指示:
下の行から「drawer」という語を含む行をすべて書き出してください。大文字と小文字は区別します。

資料:
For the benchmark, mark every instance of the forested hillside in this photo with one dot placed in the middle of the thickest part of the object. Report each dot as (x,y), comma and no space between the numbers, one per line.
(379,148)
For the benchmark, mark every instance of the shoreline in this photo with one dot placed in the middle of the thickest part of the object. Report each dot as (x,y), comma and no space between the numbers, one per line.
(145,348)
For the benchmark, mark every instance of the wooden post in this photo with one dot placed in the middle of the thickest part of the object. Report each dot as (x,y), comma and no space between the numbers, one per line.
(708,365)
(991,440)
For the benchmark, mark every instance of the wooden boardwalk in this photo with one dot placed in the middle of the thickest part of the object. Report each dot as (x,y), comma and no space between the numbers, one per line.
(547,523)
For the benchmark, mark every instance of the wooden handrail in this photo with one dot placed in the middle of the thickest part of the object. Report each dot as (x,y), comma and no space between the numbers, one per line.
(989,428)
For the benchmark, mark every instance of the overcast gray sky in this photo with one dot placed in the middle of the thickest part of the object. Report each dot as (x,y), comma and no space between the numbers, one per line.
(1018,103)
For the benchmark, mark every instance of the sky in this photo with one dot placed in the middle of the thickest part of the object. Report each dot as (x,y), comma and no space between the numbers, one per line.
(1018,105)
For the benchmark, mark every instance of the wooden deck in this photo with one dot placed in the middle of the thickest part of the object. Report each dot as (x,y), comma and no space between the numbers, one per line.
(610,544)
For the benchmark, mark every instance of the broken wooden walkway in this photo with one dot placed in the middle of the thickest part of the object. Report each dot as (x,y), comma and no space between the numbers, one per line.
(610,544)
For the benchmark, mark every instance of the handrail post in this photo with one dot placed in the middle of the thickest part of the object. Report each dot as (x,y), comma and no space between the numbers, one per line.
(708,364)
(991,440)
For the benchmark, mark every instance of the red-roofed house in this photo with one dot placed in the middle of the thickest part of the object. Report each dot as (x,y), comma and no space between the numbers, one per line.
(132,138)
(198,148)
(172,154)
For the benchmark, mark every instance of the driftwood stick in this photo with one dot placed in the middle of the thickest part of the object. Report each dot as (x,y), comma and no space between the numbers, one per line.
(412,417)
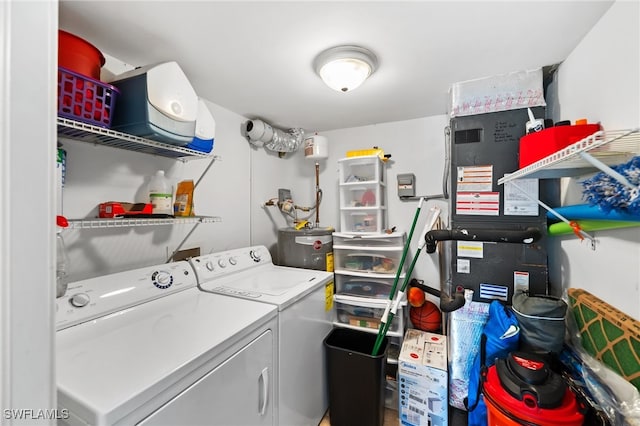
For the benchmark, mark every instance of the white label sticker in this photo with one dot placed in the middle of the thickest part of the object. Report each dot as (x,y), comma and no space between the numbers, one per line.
(520,281)
(478,203)
(464,266)
(470,249)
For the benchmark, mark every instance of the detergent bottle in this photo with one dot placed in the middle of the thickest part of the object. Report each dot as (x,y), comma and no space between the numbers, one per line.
(160,194)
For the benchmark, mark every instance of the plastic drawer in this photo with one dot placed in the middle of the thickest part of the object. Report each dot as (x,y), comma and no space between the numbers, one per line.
(350,241)
(362,195)
(362,220)
(365,313)
(383,260)
(361,169)
(358,286)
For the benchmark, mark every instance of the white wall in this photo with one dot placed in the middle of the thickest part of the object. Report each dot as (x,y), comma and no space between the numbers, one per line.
(600,81)
(27,162)
(97,174)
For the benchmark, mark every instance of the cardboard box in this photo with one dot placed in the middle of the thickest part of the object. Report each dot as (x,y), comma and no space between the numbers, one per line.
(536,146)
(113,209)
(609,335)
(422,379)
(515,90)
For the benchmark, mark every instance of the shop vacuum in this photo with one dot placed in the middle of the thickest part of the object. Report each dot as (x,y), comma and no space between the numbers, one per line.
(156,102)
(523,390)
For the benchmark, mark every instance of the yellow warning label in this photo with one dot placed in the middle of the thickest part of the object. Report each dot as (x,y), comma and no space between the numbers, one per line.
(329,259)
(328,296)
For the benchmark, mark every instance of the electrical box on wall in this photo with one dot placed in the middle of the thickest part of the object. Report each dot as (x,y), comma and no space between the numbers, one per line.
(406,185)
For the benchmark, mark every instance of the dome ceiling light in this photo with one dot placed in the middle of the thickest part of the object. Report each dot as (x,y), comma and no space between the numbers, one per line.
(343,68)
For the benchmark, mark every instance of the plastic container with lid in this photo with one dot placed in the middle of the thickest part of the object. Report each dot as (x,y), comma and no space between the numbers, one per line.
(161,194)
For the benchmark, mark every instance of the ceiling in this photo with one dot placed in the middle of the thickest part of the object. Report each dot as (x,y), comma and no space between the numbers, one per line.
(255,58)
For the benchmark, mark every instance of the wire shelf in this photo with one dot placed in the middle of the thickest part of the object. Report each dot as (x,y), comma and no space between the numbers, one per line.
(609,147)
(132,222)
(102,136)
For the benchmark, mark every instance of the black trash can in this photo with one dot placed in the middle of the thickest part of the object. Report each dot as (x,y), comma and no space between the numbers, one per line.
(356,378)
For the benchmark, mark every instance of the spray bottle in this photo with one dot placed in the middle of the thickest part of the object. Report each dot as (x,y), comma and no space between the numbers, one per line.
(534,124)
(160,194)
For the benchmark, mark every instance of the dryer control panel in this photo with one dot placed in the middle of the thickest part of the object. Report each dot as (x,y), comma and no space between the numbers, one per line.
(95,297)
(218,265)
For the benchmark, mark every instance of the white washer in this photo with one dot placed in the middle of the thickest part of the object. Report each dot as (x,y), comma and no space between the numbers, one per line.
(148,347)
(304,299)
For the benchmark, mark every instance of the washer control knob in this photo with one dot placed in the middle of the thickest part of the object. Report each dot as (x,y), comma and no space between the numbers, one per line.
(255,255)
(79,300)
(163,277)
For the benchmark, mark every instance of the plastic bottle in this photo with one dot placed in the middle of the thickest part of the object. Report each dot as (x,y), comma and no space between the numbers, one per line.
(62,258)
(160,194)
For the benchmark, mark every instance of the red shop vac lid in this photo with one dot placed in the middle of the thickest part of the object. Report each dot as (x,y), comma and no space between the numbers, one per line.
(523,388)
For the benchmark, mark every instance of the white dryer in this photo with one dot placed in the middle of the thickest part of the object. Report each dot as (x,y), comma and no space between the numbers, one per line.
(147,347)
(304,299)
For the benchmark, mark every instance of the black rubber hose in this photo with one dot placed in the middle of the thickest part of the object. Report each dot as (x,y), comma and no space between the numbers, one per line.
(526,236)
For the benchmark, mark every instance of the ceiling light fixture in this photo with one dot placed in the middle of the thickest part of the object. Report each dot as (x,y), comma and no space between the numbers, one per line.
(343,68)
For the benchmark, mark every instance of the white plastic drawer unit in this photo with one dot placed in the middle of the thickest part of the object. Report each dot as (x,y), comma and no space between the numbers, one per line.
(362,195)
(368,260)
(354,285)
(362,220)
(363,313)
(363,169)
(351,241)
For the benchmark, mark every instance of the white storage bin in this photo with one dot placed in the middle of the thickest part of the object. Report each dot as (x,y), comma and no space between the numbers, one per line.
(363,313)
(366,260)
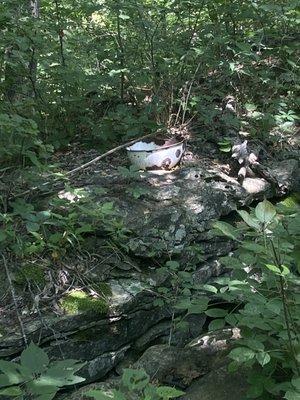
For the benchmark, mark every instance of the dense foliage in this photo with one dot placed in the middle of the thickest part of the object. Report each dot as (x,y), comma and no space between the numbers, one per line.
(95,73)
(98,71)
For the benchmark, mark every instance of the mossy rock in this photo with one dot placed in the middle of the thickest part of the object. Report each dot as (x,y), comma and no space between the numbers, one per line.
(30,273)
(77,301)
(102,289)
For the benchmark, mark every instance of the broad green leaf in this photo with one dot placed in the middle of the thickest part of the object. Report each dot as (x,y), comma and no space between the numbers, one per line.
(256,248)
(32,226)
(275,305)
(98,395)
(226,229)
(292,395)
(12,391)
(242,354)
(263,358)
(216,324)
(11,372)
(34,359)
(3,235)
(273,268)
(296,383)
(135,379)
(250,221)
(167,392)
(216,312)
(210,288)
(265,211)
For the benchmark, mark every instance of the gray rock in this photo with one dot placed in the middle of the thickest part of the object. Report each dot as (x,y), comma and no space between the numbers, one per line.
(174,365)
(218,385)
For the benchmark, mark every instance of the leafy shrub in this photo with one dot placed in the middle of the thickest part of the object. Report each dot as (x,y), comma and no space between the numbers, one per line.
(135,384)
(35,376)
(78,300)
(19,140)
(264,286)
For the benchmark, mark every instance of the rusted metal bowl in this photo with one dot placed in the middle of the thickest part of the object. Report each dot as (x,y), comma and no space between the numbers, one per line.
(156,154)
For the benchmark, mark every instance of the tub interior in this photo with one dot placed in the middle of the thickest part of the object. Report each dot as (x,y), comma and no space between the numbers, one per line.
(143,146)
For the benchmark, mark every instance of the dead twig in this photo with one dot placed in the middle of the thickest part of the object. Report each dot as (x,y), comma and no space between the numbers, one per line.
(13,295)
(83,166)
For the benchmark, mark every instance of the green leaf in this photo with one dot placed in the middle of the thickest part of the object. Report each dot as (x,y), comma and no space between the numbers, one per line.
(292,395)
(167,392)
(12,391)
(250,221)
(242,354)
(135,379)
(209,288)
(263,358)
(216,312)
(257,248)
(173,265)
(11,372)
(226,229)
(98,395)
(216,324)
(32,226)
(296,383)
(265,211)
(3,235)
(34,359)
(273,268)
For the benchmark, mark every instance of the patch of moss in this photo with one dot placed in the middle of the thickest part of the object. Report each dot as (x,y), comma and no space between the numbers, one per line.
(102,288)
(291,201)
(32,273)
(78,300)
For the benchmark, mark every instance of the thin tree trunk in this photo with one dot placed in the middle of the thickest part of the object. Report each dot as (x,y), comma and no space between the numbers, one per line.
(32,66)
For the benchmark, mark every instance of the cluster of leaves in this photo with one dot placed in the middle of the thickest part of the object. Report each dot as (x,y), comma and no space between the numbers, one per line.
(264,287)
(35,376)
(26,231)
(103,70)
(260,297)
(135,384)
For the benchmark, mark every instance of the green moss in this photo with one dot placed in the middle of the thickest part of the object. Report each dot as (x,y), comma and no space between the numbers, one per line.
(291,201)
(102,288)
(78,300)
(31,273)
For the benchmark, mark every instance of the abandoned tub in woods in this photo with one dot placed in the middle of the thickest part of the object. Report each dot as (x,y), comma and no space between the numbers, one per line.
(161,154)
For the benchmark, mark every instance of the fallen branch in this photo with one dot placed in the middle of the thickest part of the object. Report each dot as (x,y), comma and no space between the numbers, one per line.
(81,167)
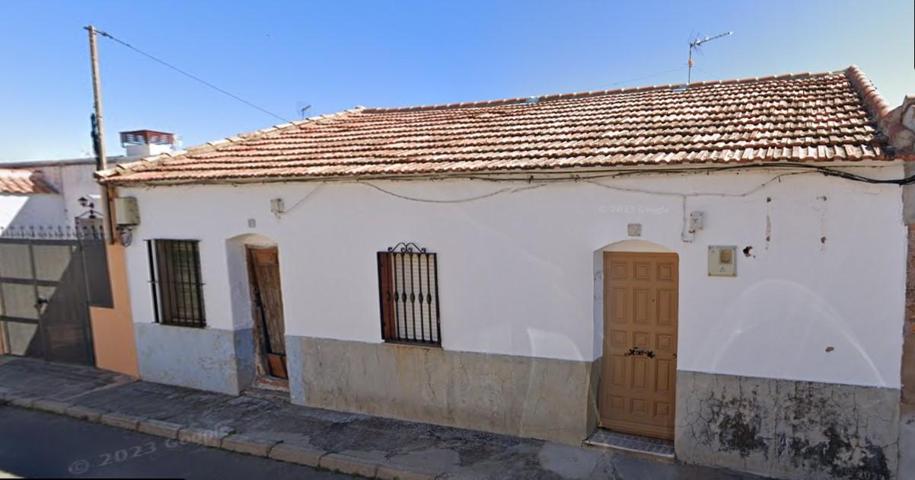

答え:
For the benchmark, mark every instance of the plastic drawer in this photo with one dot placed in the middle of the thickest part of the object. Report each dot as (x,y), comma and no space between the numbers, one per line.
For the benchmark, mark every instance of the white plastic drawer unit in this photo with one dot placed in the middle of the thickest part of the object. Report each dot as (x,y), comma and no space between the numbers, one per line.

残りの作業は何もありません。